At Cannes, the film was in competition for the Palme d'Or, although the only award it won there was the unofficial "Palme de Whiskers" in recognition of the cat, "Tabitha". In anticipation of the 85th Academy Awards, journalist Lindsey Bahr called Moonrise Kingdom a "wild card" in the awards campaign given it received no nominations at the Screen Actors Guild or Directors Guild, but had won the Gotham Independent Film Award for Best Feature. Early in the campaign, it was a contender for a nomination for the Academy Award for Best Picture. Anderson and Coppola were ultimately nominated for the Academy Award for Best Original Screenplay.

The film was also nominated for the Golden Globe for Best Motion Picture – Musical or Comedy. It received five nominations at the 28th Independent Spirit Awards, including for Best Feature, and two nominations at the 17th Satellite Awards, including Best Film.

===Controversy===
The Huffington Post journalist Mina Zaher criticized the depiction of the sexual awakening between Sam and Suzy, expressing discomfort with the scene where Sam touches Suzy's breasts, calling it "a step further or perhaps too far". Zaher questioned whether the children's sexuality could have been portrayed in a more appropriate way. Reviewing the scene where the characters dance wearing only their underwear, the Catholic News Service stated "The interlude doesn't quite cross over into the full-blown exploitation of children, but it teeters on that edge". Professor Carol Siegel summed up the portrayal as "delicate and to a large extent inoffensive".

++++

* TASK SET
1) Answer these questions from the Moonrise Kingdom passage:
(a) What unofficial award did the film win at Cannes?
(b) How many nominations did it receive at the 28th Independent Spirit Awards?
(c) How did Professor Carol Siegel sum up the portrayal?
2) Please say whether each statement agrees with the Moonrise Kingdom passage, and quote the words that decide it.
(a) The film was nominated by the Directors Guild.
(b) Anderson and Coppola received an Academy Award nomination for Best Original Screenplay.
(c) The Catholic News Service called the underwear dance scene full-blown exploitation of children.
3) Extend the Moonrise Kingdom passage by writing what comes after its last sentence.
The items that come next are separate from the Moonrise Kingdom passage.

++++

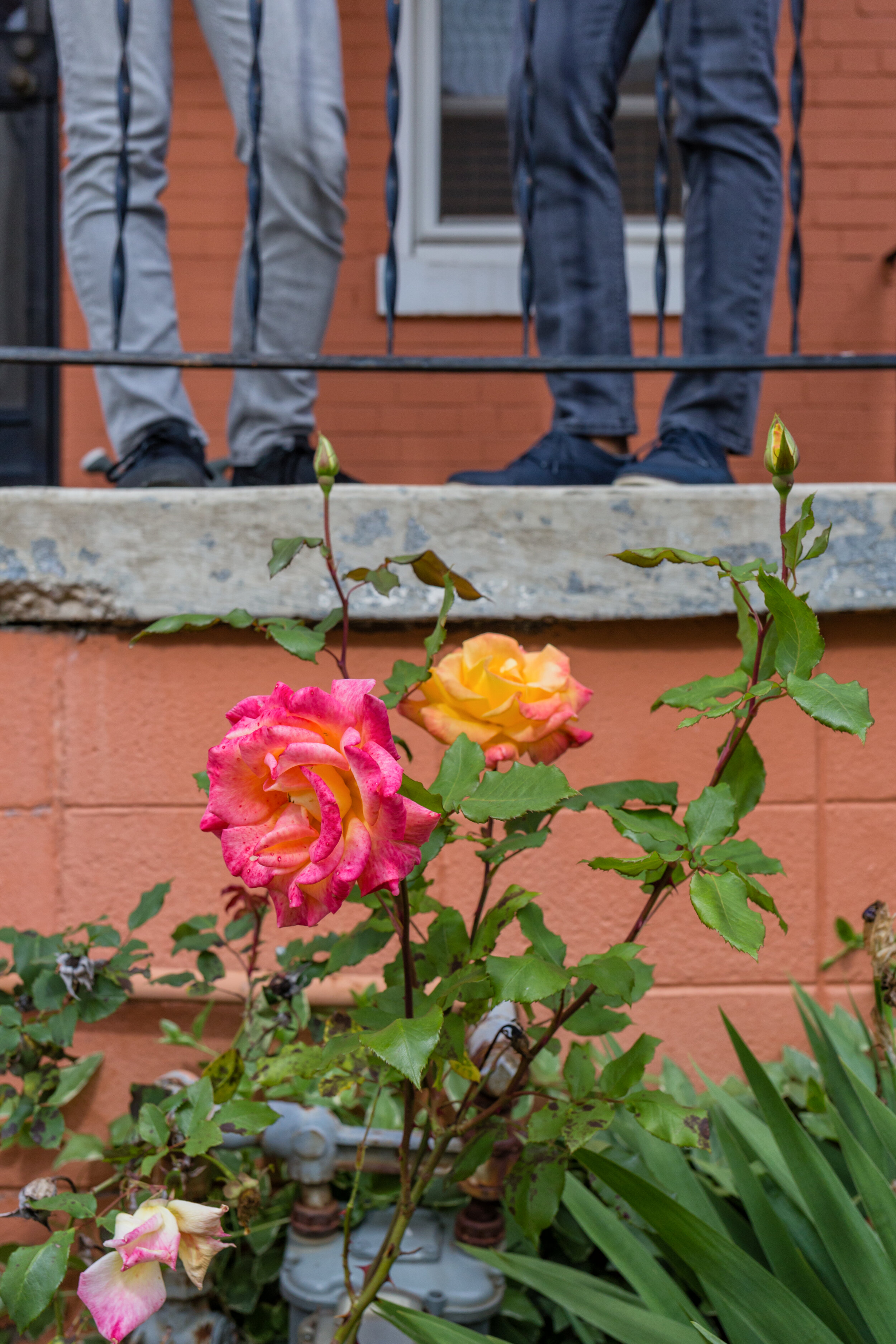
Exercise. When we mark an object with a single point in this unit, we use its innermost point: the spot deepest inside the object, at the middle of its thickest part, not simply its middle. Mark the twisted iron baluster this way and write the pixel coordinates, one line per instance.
(661, 172)
(254, 177)
(796, 258)
(526, 178)
(123, 177)
(393, 108)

++++

* RESPONSES BY TASK
1)
(a) The "Palme de Whiskers," in recognition of the cat, "Tabitha."
(b) Five.
(c) As "delicate and to a large extent inoffensive."

2)
(a) No: "it received no nominations at the Screen Actors Guild or Directors Guild"
(b) Yes: "Anderson and Coppola were ultimately nominated for the Academy Award for Best Original Screenplay."
(c) No: "The interlude doesn't quite cross over into the full-blown exploitation of children, but it teeters on that edge"

3)
In one scene, the dog Snoopy is killed by an arrow in a scene compared to Lord of the Flies by William Golding. This inspired a New Yorker editorial by Ian Crouch, "Does Wes Anderson Hate Dogs?". Crouch said that in the theater where he saw the film, "the shot showing the dog impaled and inert elicited a shocked, yelping exhale from many people in the audience", and he observed outrage on Twitter. The Washington Post critic Sonia Rao held up Snoopy's death as a prime example of "[A] particular kind of darkness [that] lurks" in Anderson's filmography, where "[p]ets are so often the victims of the writer-director's quirky storytelling", but argued Anderson's 2018 Isle of Dogs served to remedy this.